▶ **Exercise details**
For each line of the data below, test for "face". Report only the number of lines that pass.

▶ **Point-per-instance localization data**
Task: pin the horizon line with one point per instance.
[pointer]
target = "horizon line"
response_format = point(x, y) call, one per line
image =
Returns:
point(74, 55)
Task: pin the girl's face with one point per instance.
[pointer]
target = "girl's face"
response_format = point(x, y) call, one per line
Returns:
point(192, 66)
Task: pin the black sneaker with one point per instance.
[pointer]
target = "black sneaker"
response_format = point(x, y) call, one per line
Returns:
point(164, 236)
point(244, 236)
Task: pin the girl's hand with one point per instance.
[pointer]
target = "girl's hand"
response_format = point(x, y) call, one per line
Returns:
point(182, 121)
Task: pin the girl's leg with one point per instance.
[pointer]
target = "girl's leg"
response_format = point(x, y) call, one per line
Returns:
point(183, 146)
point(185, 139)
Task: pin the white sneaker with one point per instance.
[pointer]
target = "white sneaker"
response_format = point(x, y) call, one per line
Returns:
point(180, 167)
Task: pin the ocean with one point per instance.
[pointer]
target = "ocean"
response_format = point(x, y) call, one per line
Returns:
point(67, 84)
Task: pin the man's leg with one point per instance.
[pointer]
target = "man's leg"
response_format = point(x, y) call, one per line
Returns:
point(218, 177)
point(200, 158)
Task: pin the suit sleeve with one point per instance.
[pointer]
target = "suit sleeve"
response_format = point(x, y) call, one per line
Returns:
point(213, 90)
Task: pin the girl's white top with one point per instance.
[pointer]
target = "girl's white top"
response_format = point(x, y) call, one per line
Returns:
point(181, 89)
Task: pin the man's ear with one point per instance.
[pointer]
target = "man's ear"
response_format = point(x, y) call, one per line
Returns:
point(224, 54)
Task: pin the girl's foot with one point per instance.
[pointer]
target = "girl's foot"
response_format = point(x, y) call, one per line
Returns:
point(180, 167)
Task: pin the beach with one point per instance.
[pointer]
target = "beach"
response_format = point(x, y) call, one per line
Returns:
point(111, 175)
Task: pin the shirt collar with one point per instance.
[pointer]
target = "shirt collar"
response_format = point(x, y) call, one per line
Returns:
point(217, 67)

▶ **Written response**
2